## Aim
Copy every row below verbatim, but leave out the pictures.
====
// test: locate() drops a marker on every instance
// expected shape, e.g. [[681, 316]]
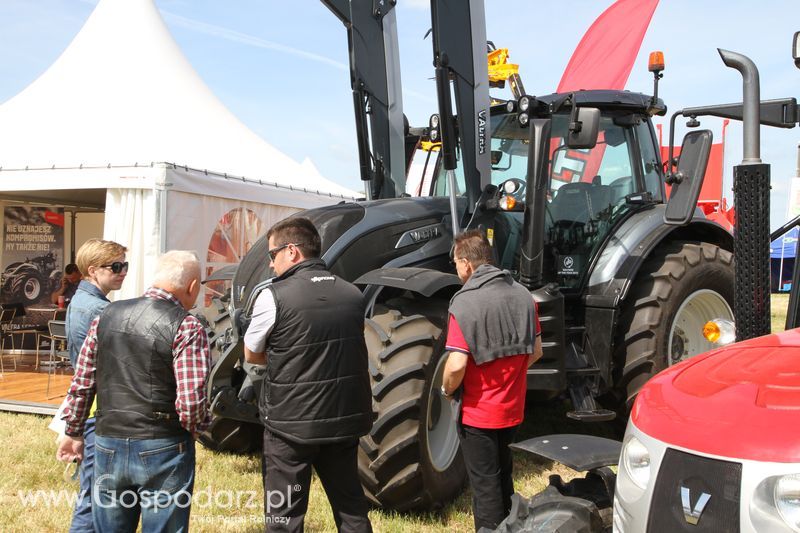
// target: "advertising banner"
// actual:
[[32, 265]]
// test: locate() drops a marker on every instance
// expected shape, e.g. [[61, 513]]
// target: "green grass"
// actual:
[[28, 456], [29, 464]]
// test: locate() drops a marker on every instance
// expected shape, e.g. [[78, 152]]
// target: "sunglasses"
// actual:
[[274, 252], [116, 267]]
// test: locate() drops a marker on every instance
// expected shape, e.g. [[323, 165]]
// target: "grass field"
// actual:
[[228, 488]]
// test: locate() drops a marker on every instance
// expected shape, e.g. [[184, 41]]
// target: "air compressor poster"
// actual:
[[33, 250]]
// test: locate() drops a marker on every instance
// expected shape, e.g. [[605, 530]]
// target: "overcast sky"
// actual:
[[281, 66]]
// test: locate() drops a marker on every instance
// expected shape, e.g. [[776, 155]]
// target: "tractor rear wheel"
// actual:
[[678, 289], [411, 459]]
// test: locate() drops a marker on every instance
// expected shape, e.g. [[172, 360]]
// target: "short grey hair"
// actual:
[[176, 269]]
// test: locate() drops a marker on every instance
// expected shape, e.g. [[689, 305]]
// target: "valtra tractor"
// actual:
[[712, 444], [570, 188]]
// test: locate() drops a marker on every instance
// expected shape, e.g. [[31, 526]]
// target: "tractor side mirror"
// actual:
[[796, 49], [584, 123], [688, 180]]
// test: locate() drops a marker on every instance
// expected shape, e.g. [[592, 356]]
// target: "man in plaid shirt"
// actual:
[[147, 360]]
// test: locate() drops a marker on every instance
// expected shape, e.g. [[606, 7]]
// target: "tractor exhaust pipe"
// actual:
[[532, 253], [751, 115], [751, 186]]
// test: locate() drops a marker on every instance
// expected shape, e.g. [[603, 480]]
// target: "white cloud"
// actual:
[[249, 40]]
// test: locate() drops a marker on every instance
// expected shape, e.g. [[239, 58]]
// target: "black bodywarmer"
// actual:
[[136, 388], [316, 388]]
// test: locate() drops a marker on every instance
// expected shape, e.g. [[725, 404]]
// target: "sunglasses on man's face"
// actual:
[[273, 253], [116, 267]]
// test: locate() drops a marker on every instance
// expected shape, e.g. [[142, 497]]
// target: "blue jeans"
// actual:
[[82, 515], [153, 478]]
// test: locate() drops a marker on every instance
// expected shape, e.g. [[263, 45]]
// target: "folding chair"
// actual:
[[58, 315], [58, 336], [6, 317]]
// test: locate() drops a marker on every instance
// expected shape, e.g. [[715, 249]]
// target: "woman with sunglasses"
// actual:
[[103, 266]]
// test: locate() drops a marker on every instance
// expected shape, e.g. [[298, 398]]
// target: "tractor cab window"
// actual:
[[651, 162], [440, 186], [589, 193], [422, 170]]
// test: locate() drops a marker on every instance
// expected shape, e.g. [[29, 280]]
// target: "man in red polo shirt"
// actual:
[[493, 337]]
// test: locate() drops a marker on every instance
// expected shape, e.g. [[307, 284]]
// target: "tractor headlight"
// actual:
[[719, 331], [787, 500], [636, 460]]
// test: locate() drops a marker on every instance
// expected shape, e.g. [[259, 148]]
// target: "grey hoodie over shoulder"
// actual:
====
## Solution
// test: locate() drops a marker on every instance
// expected shape, e.g. [[681, 316]]
// target: "advertising banner"
// actual:
[[32, 265]]
// test: locate() drops a marker on every instance
// expected shape, e.g. [[61, 513]]
// target: "green grass"
// actual:
[[28, 456], [29, 464]]
// test: locate() drops a marker on every instance
// expected shape, e.g. [[78, 152]]
// target: "sunglasses"
// actual:
[[274, 252], [116, 267]]
// test: locate() drops a marker on every instance
// expected shape, e.g. [[323, 165]]
// target: "grass field"
// actual:
[[228, 488]]
// test: locate() drops a marker on every instance
// expected shape, e.g. [[184, 41]]
// target: "air compressor poster"
// actual:
[[33, 250]]
// test: locate() drops a marker on every instance
// expected shape, e.g. [[605, 530]]
// target: "overcast sky"
// actual:
[[281, 66]]
// test: locate() drops a marker on every instance
// expected shape, e.g. [[776, 155]]
// target: "tractor rear wheel"
// actual:
[[678, 289], [411, 459]]
// test: locate() drops a marker on every instance
// expected shape, e.g. [[172, 360]]
// target: "short grey hair"
// actual:
[[176, 269]]
// test: locate() drops a marker on every instance
// expected shape, e.g. [[689, 305]]
// target: "valtra tractor"
// actual:
[[712, 444], [570, 188]]
// test: locate() drops a marker on every instance
// expected shape, e.g. [[31, 526]]
// target: "tractor side mirror"
// actual:
[[796, 49], [584, 123], [688, 180]]
// test: locate() drops a marker on every instance
// expected shape, e.g. [[592, 356]]
// target: "man in plaid shirt"
// actual:
[[147, 360]]
// test: locate() drops a marker on every instance
// expected shape, e.g. [[606, 7]]
// target: "tractor exhaust pipe"
// actual:
[[532, 253], [751, 115], [751, 186]]
// test: locate() drops a marker on every instance
// expected shape, e.g. [[603, 480]]
// target: "white cloud"
// actual:
[[249, 40]]
// test: locate() drops a marker on every instance
// expected shape, e.g. [[239, 58]]
// target: "black bodywarmer"
// actual:
[[136, 388], [316, 388]]
// test: locate() drops a marker on every instance
// expected shape, e.g. [[725, 404]]
// target: "sunglasses on man's face"
// actual:
[[273, 253], [116, 267]]
// test: locate() drops a marker on every instance
// expected shape, e.g. [[142, 497]]
// target: "blue jeans"
// actual:
[[82, 515], [153, 478]]
// test: locate() drops a marker on every instance
// expected shape, e.g. [[263, 45]]
// target: "folding chair"
// actual:
[[58, 315], [58, 336], [6, 317]]
// test: locate() drops a marker on every instance
// expected shape, e.g. [[715, 249]]
// target: "woman with sunglasses"
// actual:
[[103, 266]]
// test: locate() drops a marker on every instance
// expected shape, e.g. [[298, 398]]
// target: "tractor cab window"
// actual:
[[651, 162], [440, 186], [589, 193], [422, 170]]
// test: locate() drops a marker on every instance
// expected shape, e.g. [[29, 280]]
// target: "man in red polo shirt"
// actual:
[[493, 337]]
// test: locate() drops a marker on every instance
// expected shape, e.g. [[307, 284]]
// target: "tractor headlight"
// actual:
[[719, 331], [787, 500], [636, 460]]
// test: locate() drops a marker on every instance
// expected shape, e.g. [[259, 148]]
// target: "grey hoodie over shoulder"
// actual:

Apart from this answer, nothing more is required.